Extend the "Goodbye Spain" travel entry by writing what comes after its last sentence.

## GIVEN PASSAGE:
━━━

Goodbye Spain
Tonight, I will take the metro from Puerto del Sol out to Plaza de Castillo and then take a bus or cab to Chamartín Train station to catch my overnight train to Barcelona. In the morning, I will change in Barcelona for a ride out of Spain and back to Montpellier where I change trains again for Nice. My journey westward is over and I am heading east and south, to Nice, Rome, Naples, then north and east to Heidelberg and Berlin before heading home again at the end of August.
It has been a very interesting stay in Iberia. Despite the heat that has driven me inside nearly every afternoon for a siesta or for a session at the computer, I am finding that Spain and Portugal are home to some very friendly people and that I think I could make my home here if I ever have to leave the US. In Portugal, I found it weird to be in a country where I had to communicate in a language that was neither mine nor theirs, a situation that I had not experienced in over eleven years when I visited Greece. Of course, in Greece, I just spoke English, but in Portugal, it was easier for me to communicate in Spanish than in English (with some notable exceptions). As a result, coming back to Spain has seemed like a simplification in some ways. I find myself actually understanding conversations that are taking place around me in Spanish, and I am better at expressing my own needs in Spanish than I was before I left the US.
Tomorrow, though, I will be returning to France, a country where I am able to speak the language better than I speak Spanish and where I know the culture more definatively. In particular, I will be returning to Nice....

━━━

Stored data entries
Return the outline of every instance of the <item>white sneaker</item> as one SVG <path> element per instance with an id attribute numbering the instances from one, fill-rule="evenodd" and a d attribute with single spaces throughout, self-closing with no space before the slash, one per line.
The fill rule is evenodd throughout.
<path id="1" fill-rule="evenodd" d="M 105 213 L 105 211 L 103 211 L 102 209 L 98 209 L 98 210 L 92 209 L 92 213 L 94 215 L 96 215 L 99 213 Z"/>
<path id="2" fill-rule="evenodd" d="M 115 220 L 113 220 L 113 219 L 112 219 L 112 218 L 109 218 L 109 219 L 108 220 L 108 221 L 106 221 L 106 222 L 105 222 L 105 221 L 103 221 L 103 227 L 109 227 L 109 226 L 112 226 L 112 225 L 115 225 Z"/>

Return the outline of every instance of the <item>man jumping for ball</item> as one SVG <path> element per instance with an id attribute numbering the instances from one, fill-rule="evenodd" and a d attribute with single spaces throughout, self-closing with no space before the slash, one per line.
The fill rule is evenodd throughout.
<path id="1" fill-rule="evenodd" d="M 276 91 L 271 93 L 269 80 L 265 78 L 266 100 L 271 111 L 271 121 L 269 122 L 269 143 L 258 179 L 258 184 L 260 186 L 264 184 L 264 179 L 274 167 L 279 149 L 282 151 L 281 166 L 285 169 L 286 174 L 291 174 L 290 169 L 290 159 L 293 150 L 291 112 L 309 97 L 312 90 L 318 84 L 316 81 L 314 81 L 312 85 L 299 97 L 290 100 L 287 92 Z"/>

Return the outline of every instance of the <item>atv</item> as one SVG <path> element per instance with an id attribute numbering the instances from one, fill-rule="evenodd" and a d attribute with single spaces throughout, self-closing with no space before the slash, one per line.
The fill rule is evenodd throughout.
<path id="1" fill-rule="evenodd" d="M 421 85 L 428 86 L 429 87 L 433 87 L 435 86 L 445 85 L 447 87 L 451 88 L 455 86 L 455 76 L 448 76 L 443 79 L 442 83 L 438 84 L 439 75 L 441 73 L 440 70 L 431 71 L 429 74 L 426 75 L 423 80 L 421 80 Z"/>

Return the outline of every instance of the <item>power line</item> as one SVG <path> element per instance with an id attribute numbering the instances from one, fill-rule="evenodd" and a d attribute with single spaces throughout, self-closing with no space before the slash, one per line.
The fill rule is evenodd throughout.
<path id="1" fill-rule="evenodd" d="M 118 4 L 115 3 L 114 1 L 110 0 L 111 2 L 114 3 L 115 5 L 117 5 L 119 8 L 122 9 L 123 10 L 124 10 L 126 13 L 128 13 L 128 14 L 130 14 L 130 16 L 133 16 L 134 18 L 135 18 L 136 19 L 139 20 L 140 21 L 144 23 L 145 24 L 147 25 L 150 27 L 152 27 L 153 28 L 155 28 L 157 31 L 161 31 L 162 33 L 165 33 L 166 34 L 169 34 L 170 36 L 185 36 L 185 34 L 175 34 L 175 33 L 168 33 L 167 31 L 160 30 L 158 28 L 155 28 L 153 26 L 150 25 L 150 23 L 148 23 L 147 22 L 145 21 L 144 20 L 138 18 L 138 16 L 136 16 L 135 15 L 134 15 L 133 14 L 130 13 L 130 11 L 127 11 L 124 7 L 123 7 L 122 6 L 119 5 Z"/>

━━━

## YOUR RESPONSE:
When I was last in Nice, I hitch-hiked my way in with two insane Italian ladies who drove me from the middle of nowhere near Marseilles and went 100 miles out of their way to drop me right on the Promenade des Anglais right in front of Old Nice and the home of my high school French teacher´s parents. That afternoon, there had been a minor earthquake centered at the airport in Nice, and a chunk of land had fallen off into the Meditteranean. As a result, there had been a small tsunami...large enough, actually, to wash out roads and to deposit sailboats in the trees along the coast from Nice through Monaco and on to Menton. I took the train to Menton to visit a family that had hosted me when I was sixteen years old and had a very difficult time returning to Nice that evening when the buses and trains were hindered by the debris of the wave.
My plans for this visit are to return to Menton and to find out if any of the people I knew then are still alive and in the area where they used to live. There was a bad history between us, an unrequieted love between their daughter and me, and when she finally decided to marry a casino security guard from Monaco, there was a good deal of tension between us. He never was very friendly and I have to say I was glad to leave his home the night we met in 1980.
Beyond spending time in Menton, I hope to see Monaco again and perhaps to visit the beach in Nice.
I have found myself thinking of Mario a lot today. The fact that this man is so very sick and living on the streets has me quite worried for his fate. I know that we arrived at our similarities differently, his path through drug use and mine through being a gay man at the wrong time in history, but now that we are both here, I feel a great connection with this stranger. Perhaps it is because I know from talking with him that his prognosis is really not good and that with a viral load in the millions, he will not likely see the winter. When he talked to me of his dreams, I knew that they were likely to remain dreams and nothing more than that and it makes me terribly, terribly sad for him. When he looked into my camera and saw his image, he was taken aback by what he saw, but he knows that power of his image and the hope that we both share that our conversation on film will have some impact on the world. I watched him walk and saw the stutter in his step, and was reminded of the same movement when my friend Donald was sick. Perhaps Mario serves for me as a person to whom it is not too late to offer what I wasn´t able to give Donald. I don´t truly know what it all means yet. I only know that if you are in Lisbon in the Baixa-Chiado area, overlooking the city, and you see a sickly man stumbling along with a sign asking for your help....please give him all you can and tell him Ron says hello.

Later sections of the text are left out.